Task to carry out
Reproduce every one of the records below word for word, from the first line through the last.

#### Records provided

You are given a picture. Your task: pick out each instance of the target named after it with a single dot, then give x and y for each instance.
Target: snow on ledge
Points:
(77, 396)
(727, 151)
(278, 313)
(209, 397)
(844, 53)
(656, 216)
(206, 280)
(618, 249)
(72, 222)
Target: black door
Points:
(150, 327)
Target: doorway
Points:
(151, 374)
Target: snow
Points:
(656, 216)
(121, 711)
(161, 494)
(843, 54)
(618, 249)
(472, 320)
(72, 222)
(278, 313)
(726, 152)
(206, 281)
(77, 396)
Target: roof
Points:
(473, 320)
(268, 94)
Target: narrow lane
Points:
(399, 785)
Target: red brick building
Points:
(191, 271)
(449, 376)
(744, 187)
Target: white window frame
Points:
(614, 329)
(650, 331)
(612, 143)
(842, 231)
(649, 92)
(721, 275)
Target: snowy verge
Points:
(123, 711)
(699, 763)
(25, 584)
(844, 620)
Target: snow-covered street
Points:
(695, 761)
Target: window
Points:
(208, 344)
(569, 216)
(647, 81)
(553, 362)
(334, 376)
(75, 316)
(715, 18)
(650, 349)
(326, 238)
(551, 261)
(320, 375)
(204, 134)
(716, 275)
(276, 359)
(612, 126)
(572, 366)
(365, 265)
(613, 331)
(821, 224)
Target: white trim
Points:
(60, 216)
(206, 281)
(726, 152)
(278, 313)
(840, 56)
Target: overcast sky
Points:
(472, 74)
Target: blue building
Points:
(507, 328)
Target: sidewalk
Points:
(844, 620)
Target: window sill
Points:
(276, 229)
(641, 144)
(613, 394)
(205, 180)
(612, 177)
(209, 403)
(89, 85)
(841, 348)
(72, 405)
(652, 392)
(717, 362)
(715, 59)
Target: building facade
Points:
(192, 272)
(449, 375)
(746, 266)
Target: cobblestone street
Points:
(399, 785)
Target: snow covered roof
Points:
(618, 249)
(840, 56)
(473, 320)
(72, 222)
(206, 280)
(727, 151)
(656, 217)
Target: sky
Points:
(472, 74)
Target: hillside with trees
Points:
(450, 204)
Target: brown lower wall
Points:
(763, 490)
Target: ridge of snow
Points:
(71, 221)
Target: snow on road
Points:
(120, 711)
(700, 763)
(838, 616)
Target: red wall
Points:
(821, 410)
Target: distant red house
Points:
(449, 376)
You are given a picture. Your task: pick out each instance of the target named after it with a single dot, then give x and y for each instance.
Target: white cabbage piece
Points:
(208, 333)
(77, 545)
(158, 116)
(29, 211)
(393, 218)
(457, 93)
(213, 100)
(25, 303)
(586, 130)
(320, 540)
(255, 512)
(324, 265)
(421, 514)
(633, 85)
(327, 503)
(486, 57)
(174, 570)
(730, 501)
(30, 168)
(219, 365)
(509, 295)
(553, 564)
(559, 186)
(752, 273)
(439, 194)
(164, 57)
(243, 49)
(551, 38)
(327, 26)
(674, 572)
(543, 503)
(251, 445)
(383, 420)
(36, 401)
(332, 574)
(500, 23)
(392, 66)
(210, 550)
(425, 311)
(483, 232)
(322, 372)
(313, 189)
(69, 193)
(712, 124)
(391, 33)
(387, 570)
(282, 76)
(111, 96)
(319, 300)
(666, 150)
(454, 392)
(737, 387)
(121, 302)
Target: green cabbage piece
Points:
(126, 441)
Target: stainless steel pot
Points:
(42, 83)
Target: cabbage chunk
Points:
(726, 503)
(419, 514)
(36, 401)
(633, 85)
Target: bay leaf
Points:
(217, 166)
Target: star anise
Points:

########

Finished task
You are given a picture. Your task: pick out each instance of the target named after it with a single dot, then give x and y for each instance.
Target: snow on ledge
Points:
(77, 396)
(727, 151)
(278, 313)
(209, 397)
(844, 53)
(656, 216)
(206, 280)
(618, 249)
(72, 222)
Target: black door
Points:
(150, 327)
Target: doorway
Points:
(151, 374)
Target: snow
Points:
(656, 216)
(121, 711)
(161, 494)
(843, 54)
(618, 249)
(472, 320)
(72, 222)
(278, 313)
(726, 152)
(206, 281)
(77, 396)
Target: roof
Points:
(473, 320)
(268, 94)
Target: narrow lane
Points:
(399, 785)
Target: red brick building
Points:
(191, 271)
(449, 376)
(744, 187)
Target: white window frame
Points:
(614, 329)
(650, 331)
(612, 143)
(842, 231)
(649, 92)
(721, 275)
Target: snowy verge
Points:
(123, 711)
(699, 763)
(25, 584)
(844, 620)
Target: snow-covered street
Points:
(695, 761)
Target: window
Points:
(208, 344)
(569, 216)
(647, 81)
(553, 362)
(334, 376)
(75, 316)
(715, 18)
(650, 349)
(326, 238)
(551, 261)
(320, 375)
(204, 134)
(716, 275)
(276, 359)
(612, 126)
(572, 366)
(365, 265)
(613, 331)
(821, 224)
Target: white trim
Points:
(60, 216)
(206, 281)
(726, 152)
(278, 313)
(840, 56)
Target: overcast sky
Points:
(472, 74)
Target: blue building
Points:
(507, 328)
Target: sidewalk
Points:
(844, 620)
Target: window sill
Points:
(276, 229)
(641, 144)
(613, 394)
(205, 180)
(612, 177)
(209, 403)
(89, 85)
(841, 348)
(72, 405)
(652, 392)
(717, 362)
(715, 59)
Target: building facade
Points:
(192, 272)
(449, 375)
(746, 266)
Target: cobblestone street
Points:
(399, 785)
Target: snow covered roof
Points:
(618, 249)
(840, 56)
(473, 320)
(72, 222)
(206, 280)
(727, 151)
(656, 217)
Target: sky
Points:
(472, 74)
Target: hillside with trees
Points:
(450, 204)
Target: brown lower wall
Points:
(763, 490)
Target: ridge of snow
Points:
(71, 221)
Target: snow on road
Points:
(120, 711)
(700, 763)
(838, 616)
Target: red wall
Points:
(821, 410)
Target: distant red house
Points:
(449, 376)
You are given a picture. Your task: pick out each instance of the target named after it with a single dot, then give x and y for each instance.
Target: white cabbage piece
Points:
(208, 333)
(77, 545)
(158, 116)
(29, 211)
(393, 218)
(457, 93)
(213, 100)
(25, 303)
(586, 130)
(320, 540)
(255, 512)
(324, 265)
(421, 514)
(633, 85)
(327, 503)
(486, 57)
(174, 570)
(730, 501)
(30, 168)
(219, 365)
(509, 295)
(553, 564)
(559, 186)
(752, 273)
(439, 194)
(164, 57)
(243, 49)
(551, 38)
(327, 26)
(674, 572)
(543, 503)
(251, 445)
(383, 420)
(36, 401)
(332, 574)
(500, 23)
(392, 66)
(210, 550)
(425, 311)
(483, 232)
(322, 372)
(313, 189)
(69, 193)
(712, 124)
(391, 33)
(387, 570)
(282, 76)
(111, 96)
(319, 300)
(666, 150)
(454, 392)
(737, 387)
(121, 302)
Target: green cabbage piece
Points:
(126, 441)
Target: stainless steel pot
Points:
(42, 83)
Target: cabbage chunk
Points:
(726, 503)
(419, 514)
(36, 401)
(633, 85)
Target: bay leaf
Points:
(217, 166)
Target: star anise
Points:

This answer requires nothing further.